- Directions: Write out, word for word, only the lines from the one with "box: [479, 322, 619, 448]" to the end of the data below.

- Source data:

########

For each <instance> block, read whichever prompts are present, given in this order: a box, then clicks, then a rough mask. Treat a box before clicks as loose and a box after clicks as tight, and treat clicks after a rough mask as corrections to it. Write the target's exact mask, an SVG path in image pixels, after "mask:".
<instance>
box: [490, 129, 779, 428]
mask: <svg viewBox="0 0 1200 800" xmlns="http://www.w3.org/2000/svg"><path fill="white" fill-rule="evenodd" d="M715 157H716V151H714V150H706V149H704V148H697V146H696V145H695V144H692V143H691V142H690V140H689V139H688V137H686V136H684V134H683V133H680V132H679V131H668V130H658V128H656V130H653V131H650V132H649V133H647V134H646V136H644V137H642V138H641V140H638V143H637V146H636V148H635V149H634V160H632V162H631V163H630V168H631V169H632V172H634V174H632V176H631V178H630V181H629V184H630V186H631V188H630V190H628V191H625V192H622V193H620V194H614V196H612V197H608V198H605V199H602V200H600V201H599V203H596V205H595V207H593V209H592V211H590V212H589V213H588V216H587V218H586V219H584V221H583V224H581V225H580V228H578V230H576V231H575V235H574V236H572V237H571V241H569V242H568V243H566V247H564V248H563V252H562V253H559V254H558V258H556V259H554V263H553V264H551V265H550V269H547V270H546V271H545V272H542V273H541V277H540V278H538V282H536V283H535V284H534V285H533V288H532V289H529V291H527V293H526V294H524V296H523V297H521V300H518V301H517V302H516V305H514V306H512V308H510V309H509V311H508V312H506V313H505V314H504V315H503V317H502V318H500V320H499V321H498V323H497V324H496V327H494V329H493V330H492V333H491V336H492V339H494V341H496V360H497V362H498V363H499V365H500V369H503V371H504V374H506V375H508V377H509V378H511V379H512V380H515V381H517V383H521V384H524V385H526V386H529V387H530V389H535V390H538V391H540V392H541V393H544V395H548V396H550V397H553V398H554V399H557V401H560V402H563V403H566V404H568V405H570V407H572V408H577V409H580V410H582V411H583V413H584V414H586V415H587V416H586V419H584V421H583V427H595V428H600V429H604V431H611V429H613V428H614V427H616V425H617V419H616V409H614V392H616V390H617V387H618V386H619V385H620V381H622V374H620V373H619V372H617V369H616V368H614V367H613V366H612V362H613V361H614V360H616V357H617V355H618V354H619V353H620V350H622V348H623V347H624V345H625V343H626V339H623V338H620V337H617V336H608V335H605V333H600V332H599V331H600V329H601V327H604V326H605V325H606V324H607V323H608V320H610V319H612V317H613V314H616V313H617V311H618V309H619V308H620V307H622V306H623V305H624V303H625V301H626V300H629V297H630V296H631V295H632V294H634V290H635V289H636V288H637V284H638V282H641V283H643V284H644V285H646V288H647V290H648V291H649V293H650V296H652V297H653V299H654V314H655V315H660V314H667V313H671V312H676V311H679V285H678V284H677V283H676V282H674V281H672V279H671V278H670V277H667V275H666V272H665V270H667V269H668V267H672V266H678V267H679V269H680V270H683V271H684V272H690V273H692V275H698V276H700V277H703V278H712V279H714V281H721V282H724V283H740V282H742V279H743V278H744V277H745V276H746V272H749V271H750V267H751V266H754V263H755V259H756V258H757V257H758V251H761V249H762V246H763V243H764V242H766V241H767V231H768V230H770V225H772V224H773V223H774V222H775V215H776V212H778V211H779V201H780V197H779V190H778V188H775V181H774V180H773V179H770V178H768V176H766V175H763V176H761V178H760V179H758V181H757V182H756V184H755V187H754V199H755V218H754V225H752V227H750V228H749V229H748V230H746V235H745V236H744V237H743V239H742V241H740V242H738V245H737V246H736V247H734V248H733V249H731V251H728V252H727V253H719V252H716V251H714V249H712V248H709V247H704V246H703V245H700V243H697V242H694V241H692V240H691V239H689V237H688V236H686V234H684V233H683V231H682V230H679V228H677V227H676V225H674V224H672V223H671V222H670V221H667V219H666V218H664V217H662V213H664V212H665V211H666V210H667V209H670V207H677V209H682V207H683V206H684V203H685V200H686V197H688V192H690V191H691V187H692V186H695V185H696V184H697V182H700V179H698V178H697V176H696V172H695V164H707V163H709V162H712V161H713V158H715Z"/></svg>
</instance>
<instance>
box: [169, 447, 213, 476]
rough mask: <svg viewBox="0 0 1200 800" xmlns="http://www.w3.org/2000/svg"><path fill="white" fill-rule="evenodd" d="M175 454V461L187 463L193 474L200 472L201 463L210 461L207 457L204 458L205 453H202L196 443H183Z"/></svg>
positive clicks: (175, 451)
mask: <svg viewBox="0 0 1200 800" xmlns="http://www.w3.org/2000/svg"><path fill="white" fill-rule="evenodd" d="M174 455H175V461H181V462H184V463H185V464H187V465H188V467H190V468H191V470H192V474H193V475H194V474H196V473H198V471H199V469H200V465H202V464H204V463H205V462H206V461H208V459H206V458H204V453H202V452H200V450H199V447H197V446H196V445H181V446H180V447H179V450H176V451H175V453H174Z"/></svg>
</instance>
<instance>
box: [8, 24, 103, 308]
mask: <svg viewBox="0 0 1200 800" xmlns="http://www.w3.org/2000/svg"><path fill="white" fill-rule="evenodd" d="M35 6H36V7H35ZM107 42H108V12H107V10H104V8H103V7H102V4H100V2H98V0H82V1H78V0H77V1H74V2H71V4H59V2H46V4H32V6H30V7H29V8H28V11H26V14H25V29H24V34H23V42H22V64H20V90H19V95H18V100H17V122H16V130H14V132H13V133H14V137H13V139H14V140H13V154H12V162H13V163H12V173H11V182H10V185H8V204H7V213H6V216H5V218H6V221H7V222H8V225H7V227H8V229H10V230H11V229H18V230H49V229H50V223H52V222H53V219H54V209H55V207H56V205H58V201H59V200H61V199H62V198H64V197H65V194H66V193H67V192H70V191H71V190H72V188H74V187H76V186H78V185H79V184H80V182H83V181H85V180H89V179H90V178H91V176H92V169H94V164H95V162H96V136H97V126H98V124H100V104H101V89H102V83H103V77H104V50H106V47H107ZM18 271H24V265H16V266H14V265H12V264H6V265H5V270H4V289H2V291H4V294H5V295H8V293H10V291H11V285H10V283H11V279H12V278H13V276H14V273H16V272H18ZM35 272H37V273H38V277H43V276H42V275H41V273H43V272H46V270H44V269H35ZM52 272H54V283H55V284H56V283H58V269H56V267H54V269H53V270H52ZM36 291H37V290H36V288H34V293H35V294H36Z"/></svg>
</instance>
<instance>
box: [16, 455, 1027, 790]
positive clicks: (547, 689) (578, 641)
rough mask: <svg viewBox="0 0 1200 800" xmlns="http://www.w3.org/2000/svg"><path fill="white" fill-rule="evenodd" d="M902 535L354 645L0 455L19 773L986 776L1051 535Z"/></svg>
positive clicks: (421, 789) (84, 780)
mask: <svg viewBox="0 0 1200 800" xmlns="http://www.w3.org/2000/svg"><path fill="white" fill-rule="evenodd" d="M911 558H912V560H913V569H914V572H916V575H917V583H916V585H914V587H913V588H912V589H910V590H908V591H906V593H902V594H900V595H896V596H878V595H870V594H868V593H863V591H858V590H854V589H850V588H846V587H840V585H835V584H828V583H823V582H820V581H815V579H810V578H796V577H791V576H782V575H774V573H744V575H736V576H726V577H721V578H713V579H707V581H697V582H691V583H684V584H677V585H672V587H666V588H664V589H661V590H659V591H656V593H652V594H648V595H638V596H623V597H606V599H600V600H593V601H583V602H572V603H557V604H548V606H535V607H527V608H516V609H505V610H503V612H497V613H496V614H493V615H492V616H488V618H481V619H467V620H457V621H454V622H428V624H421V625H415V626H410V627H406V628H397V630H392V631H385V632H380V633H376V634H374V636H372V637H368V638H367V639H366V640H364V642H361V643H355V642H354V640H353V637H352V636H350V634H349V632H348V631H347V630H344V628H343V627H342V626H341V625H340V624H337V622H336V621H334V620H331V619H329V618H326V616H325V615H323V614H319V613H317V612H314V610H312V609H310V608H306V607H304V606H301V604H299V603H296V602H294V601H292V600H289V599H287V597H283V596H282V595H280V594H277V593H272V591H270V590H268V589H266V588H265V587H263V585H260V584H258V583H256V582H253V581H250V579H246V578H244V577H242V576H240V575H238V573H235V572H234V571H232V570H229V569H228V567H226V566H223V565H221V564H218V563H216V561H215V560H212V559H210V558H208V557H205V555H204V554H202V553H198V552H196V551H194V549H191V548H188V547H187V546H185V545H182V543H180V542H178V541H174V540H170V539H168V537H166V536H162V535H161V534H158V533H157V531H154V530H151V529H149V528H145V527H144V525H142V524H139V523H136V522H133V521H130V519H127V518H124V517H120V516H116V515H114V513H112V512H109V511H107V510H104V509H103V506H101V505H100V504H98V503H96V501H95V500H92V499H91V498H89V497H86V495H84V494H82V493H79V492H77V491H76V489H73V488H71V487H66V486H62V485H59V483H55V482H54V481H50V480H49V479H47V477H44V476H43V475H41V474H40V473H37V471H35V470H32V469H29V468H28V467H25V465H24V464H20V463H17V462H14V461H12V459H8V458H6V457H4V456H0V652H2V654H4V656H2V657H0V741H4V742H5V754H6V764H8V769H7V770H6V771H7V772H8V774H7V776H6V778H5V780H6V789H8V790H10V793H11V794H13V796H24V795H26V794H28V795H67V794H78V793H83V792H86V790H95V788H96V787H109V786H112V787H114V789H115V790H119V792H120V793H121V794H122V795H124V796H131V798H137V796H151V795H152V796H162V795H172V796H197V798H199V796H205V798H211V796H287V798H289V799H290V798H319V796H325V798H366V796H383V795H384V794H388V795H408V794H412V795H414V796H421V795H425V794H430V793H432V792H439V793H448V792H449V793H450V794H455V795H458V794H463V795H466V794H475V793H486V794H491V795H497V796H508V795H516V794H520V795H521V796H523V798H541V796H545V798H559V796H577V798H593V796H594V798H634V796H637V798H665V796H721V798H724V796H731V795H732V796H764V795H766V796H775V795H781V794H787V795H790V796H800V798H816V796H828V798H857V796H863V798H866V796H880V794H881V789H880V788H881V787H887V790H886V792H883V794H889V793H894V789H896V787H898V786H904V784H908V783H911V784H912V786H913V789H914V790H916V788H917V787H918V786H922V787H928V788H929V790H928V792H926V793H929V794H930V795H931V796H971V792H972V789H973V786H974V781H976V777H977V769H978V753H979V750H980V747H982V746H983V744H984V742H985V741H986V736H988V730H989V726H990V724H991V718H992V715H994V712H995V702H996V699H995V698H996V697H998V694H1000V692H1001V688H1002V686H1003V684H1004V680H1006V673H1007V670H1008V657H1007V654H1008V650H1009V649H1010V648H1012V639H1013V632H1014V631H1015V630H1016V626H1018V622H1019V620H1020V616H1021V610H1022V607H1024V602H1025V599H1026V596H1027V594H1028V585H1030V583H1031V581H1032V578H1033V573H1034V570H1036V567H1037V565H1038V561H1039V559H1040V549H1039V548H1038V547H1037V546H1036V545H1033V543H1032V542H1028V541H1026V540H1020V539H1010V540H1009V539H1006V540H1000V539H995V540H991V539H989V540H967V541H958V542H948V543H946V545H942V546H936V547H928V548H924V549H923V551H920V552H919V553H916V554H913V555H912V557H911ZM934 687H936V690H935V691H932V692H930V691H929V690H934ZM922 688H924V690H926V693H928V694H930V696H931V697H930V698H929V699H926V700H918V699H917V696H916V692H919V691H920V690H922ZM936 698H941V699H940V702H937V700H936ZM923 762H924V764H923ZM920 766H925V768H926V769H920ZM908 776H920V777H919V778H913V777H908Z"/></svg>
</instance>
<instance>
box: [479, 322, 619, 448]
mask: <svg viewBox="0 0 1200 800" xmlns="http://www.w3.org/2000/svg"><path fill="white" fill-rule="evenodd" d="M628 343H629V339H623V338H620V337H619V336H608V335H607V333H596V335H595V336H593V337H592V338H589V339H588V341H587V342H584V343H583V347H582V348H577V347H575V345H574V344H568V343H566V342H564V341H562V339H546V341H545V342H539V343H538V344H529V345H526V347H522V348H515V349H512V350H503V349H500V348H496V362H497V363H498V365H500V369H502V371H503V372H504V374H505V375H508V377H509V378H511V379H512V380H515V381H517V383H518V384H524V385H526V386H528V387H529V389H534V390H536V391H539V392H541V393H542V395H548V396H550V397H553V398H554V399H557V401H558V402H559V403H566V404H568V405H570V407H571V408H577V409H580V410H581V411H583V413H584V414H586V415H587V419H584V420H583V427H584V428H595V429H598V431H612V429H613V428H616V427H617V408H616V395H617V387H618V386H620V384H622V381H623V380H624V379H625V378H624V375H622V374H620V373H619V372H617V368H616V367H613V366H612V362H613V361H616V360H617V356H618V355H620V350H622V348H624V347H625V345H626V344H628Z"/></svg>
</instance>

########

- Response to this exercise:
box: [479, 322, 619, 448]
mask: <svg viewBox="0 0 1200 800" xmlns="http://www.w3.org/2000/svg"><path fill="white" fill-rule="evenodd" d="M628 343H629V339H623V338H620V337H619V336H608V335H607V333H596V335H595V336H593V337H592V338H589V339H588V341H587V342H584V343H583V347H582V348H577V347H575V345H574V344H568V343H566V342H564V341H562V339H546V341H545V342H539V343H538V344H529V345H526V347H522V348H515V349H512V350H503V349H500V348H496V362H497V363H498V365H500V369H502V371H503V372H504V374H505V375H508V377H509V378H511V379H512V380H515V381H517V383H518V384H524V385H526V386H528V387H529V389H534V390H536V391H539V392H541V393H542V395H548V396H550V397H553V398H554V399H557V401H558V402H559V403H566V404H568V405H570V407H571V408H577V409H580V410H581V411H583V413H584V414H586V415H587V419H584V420H583V427H584V428H595V429H598V431H612V429H613V428H616V427H617V408H616V395H617V387H618V386H620V384H622V381H623V380H624V379H625V378H624V375H622V374H620V373H619V372H617V368H616V367H613V366H612V362H613V361H616V360H617V356H618V355H620V350H622V348H624V347H625V345H626V344H628Z"/></svg>
</instance>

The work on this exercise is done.